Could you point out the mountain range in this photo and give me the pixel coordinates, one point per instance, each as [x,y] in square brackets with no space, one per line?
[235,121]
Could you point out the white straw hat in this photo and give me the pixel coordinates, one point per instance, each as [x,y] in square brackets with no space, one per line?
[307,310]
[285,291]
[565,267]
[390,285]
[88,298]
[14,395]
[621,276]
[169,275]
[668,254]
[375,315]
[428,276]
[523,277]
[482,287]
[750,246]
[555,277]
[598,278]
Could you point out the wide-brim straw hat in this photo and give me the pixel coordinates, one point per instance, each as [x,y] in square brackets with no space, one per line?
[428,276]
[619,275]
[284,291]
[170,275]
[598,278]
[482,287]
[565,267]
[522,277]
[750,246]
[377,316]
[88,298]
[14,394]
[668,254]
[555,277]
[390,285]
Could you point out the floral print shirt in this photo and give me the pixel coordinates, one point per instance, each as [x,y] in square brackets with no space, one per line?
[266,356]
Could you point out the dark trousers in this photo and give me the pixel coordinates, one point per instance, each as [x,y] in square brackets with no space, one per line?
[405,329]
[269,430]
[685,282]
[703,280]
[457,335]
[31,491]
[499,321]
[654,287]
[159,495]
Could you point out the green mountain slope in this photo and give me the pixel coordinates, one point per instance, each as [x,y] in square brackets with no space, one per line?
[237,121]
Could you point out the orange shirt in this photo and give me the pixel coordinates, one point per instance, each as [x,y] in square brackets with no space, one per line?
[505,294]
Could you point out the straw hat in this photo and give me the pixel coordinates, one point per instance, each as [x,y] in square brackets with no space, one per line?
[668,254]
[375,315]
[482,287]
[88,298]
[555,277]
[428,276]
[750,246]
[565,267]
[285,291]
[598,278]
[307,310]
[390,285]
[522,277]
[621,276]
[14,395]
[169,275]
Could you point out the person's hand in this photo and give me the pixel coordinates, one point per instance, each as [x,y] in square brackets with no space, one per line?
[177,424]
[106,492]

───

Copy only the stretch running from the line containing "Could you point out the orange" to the final line of the entries, both ends included, exactly as it stands.

→ TASK RESPONSE:
Could you point out the orange shirt in this photo and give me the pixel coordinates, one point per instance, each as [x,y] in square brackets with no space, one per line?
[505,294]
Could you point out the straw hat in this photo and give me the pixel coordinates, one point per instance, each as [x,y] in square brackets with no space, one per line?
[668,254]
[375,315]
[482,287]
[88,298]
[555,277]
[428,276]
[750,246]
[565,267]
[285,291]
[598,278]
[307,310]
[390,285]
[522,277]
[621,276]
[14,395]
[169,275]
Could you point out the person's hand in this photo and give me the pixel coordinates, one point per instance, each as [x,y] in square brackets with no space, one per line?
[177,424]
[106,492]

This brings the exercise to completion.